TASK OBJECTIVE.
From the entries below, pull out every line containing the string "tree" and copy each one in full.

### RECORDS FOR PROCESSING ###

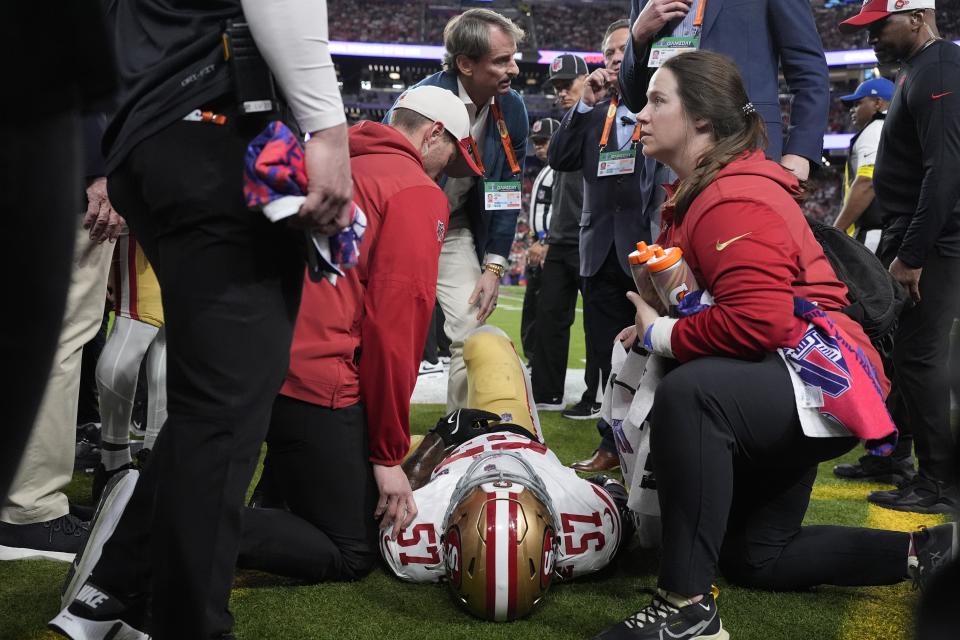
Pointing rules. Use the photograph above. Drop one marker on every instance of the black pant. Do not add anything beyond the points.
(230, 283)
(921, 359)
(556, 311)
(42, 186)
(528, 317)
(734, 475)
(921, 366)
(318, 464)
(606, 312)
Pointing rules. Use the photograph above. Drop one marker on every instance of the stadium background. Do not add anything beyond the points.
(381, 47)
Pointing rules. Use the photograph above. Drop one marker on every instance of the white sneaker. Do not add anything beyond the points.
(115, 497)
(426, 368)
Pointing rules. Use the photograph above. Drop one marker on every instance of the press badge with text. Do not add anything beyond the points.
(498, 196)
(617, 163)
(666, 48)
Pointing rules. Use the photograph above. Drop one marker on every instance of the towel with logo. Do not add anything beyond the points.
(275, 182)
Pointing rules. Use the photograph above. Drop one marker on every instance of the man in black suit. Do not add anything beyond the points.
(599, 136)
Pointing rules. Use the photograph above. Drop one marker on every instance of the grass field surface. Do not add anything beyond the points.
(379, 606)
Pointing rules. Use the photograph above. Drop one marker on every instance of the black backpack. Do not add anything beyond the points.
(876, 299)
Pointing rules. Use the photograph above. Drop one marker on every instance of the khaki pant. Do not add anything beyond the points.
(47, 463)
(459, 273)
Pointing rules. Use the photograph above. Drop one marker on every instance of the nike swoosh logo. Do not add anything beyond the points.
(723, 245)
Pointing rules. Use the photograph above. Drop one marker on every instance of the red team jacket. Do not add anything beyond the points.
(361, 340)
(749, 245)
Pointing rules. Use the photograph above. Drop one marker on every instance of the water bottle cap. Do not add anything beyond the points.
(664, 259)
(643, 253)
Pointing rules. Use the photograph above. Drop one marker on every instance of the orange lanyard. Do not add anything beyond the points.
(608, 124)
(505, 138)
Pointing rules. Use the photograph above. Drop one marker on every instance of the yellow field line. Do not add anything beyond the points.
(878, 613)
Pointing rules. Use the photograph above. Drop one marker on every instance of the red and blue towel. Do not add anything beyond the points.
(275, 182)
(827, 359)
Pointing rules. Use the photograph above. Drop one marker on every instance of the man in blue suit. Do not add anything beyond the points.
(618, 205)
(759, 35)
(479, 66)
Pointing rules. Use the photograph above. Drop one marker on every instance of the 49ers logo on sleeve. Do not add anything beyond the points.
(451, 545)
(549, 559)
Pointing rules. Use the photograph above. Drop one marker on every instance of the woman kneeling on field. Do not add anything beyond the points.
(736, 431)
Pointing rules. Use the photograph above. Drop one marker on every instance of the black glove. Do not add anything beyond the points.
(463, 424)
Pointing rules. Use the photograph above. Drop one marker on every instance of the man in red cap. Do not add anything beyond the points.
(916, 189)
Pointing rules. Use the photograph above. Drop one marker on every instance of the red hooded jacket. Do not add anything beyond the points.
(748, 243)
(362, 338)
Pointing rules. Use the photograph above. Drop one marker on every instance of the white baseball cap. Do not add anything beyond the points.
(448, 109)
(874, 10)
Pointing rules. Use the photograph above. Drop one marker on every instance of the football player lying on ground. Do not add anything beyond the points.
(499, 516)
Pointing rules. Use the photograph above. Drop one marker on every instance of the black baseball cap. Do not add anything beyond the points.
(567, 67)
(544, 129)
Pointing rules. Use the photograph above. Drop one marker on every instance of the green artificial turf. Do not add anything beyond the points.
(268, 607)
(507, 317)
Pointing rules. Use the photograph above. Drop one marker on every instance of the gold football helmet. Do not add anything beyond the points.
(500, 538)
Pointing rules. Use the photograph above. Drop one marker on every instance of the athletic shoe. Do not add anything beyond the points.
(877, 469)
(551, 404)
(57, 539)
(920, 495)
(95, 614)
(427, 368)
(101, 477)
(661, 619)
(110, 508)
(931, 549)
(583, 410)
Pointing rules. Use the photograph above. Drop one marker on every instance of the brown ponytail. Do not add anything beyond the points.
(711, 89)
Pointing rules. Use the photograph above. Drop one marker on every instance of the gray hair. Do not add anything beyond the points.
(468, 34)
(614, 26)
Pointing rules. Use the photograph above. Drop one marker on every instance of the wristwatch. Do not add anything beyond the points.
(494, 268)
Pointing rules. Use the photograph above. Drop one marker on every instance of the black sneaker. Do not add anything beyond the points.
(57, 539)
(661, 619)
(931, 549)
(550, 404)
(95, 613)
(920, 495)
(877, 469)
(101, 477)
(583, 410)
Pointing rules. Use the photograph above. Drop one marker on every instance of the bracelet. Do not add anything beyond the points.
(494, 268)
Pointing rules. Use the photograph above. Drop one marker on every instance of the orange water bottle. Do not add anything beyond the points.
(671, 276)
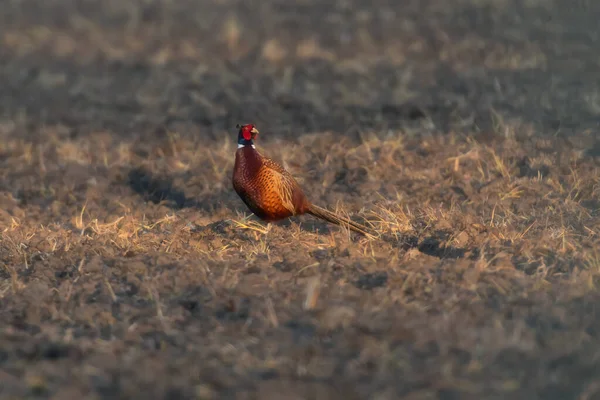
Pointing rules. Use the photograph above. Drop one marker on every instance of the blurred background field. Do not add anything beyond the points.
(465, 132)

###
### RECORDS FOR PROCESSING ###

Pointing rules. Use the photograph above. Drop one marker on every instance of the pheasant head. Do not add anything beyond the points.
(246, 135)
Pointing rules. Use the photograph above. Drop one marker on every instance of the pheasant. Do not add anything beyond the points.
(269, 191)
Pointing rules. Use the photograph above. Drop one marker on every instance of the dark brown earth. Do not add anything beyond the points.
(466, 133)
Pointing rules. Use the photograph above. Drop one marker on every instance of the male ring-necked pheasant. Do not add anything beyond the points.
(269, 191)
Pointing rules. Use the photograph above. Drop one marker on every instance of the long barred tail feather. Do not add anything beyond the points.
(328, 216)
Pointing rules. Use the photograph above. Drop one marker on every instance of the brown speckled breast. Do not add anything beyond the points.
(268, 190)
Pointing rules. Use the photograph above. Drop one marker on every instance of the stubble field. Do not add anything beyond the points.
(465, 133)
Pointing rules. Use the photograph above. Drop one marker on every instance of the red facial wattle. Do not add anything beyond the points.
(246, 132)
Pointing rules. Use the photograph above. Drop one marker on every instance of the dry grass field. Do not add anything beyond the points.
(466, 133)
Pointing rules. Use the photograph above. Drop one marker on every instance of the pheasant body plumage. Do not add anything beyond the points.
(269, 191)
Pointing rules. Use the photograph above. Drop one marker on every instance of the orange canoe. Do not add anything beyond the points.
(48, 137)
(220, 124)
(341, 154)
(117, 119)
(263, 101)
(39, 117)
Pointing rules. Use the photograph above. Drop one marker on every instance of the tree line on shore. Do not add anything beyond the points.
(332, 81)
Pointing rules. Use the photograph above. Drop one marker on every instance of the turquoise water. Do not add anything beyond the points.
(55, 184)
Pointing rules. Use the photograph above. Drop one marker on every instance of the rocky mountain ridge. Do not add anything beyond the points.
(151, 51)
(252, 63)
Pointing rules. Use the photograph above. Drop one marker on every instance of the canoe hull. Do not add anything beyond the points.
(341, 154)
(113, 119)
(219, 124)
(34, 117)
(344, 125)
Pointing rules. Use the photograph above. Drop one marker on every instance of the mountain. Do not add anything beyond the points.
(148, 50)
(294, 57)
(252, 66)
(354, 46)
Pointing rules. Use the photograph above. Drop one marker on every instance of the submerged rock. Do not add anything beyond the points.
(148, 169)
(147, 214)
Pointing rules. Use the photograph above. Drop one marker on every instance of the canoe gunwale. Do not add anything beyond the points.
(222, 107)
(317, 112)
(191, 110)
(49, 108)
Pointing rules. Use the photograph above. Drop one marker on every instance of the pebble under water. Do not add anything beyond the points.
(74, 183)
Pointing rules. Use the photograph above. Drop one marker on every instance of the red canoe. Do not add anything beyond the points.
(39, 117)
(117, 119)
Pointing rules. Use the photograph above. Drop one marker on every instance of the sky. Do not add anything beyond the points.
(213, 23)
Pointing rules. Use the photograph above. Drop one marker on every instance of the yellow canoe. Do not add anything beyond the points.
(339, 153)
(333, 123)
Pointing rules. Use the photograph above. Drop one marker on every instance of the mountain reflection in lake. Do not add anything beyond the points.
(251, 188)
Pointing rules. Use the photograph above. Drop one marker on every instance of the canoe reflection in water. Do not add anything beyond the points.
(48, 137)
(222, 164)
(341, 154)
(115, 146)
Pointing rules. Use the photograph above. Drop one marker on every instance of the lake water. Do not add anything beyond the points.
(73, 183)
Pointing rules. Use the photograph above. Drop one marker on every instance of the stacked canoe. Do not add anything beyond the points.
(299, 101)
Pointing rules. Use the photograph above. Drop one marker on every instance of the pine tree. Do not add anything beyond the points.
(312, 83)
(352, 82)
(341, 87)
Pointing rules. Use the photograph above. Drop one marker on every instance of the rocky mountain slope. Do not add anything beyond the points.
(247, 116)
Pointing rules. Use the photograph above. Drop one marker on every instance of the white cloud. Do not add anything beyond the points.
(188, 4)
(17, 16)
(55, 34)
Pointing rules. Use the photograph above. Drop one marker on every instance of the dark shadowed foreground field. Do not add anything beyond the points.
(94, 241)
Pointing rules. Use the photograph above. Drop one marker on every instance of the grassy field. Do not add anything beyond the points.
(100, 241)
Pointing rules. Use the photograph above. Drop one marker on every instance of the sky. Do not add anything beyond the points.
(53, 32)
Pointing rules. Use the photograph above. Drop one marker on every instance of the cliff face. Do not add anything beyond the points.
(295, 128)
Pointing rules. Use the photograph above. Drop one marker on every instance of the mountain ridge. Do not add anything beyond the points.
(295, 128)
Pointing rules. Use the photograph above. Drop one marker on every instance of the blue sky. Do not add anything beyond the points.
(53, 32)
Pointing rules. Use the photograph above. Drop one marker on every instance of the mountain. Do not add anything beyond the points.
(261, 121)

###
### RECORDS FOR PROCESSING ###

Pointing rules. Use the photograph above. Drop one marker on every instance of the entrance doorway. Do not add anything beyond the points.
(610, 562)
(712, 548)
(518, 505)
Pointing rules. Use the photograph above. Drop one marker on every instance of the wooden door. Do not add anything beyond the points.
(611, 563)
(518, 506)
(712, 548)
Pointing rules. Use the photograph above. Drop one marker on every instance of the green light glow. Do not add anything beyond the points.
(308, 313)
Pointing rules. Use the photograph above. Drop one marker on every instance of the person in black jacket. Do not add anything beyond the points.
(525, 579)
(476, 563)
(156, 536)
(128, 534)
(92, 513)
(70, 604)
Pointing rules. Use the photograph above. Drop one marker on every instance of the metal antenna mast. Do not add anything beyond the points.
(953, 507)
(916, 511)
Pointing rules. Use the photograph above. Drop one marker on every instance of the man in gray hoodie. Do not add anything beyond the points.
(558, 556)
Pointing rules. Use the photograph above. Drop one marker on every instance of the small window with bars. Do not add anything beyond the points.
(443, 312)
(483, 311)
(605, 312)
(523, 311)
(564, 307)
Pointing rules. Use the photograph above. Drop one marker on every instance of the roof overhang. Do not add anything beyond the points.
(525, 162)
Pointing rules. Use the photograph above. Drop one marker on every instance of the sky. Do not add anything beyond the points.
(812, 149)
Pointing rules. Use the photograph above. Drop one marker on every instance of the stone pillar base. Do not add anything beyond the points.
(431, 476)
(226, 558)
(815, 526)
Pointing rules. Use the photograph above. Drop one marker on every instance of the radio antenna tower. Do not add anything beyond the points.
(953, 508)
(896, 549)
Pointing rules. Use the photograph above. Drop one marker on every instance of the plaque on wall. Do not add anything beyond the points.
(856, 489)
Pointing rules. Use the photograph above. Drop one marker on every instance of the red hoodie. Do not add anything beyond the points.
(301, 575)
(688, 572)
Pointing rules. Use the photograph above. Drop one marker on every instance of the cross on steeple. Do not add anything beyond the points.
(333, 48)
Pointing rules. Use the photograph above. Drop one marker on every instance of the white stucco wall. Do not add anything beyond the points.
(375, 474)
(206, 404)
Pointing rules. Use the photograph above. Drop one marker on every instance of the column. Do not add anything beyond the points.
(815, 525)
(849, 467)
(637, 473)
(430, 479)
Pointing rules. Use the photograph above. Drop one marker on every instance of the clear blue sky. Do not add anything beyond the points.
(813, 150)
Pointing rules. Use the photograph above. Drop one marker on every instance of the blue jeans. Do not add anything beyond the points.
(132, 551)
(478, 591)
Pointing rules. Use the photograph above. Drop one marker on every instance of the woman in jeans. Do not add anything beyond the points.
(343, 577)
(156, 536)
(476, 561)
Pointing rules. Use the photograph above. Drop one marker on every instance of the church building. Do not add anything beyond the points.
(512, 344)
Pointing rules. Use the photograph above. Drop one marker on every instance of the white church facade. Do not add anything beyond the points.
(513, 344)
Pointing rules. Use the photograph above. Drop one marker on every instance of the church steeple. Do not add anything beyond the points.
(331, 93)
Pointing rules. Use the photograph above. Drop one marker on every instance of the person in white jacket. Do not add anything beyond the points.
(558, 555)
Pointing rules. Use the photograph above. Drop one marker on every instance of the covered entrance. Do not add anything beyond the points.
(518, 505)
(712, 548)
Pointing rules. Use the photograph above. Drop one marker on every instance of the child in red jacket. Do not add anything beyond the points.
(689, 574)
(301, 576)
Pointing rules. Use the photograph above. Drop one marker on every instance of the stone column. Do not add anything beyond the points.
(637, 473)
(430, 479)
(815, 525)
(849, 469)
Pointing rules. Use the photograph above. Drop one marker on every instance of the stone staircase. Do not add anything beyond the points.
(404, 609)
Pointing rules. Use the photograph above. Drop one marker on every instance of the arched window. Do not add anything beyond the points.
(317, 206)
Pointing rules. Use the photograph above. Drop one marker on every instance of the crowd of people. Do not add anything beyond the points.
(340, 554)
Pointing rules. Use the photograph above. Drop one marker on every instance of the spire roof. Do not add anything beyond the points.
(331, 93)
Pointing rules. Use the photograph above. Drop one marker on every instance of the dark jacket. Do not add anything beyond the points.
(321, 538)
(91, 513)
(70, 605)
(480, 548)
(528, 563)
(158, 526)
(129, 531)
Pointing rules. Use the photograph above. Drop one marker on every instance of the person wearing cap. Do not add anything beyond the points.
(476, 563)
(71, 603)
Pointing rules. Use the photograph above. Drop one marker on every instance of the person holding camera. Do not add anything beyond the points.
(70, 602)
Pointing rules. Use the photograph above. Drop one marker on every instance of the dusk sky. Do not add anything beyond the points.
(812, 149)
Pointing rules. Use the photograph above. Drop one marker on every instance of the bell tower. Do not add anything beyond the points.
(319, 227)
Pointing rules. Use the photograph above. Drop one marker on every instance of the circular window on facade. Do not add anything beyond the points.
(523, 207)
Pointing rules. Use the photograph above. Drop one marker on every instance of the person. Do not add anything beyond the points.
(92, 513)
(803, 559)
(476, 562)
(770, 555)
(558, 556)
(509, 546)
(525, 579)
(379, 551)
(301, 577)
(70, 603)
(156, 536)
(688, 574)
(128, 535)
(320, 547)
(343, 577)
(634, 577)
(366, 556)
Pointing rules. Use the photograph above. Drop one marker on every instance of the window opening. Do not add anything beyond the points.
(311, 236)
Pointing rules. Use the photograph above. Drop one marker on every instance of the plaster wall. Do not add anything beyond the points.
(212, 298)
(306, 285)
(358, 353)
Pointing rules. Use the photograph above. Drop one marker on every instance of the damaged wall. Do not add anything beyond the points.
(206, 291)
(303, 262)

###

FINAL RESULT.
Pointing rules. Use the photograph above. Drop one marker on every instance of the tree line on shore. Do not add anything beyond the points.
Pointing rules. Use the photograph above. Drop one marker on every instance of the pine tree. Do not add anything beyond the points.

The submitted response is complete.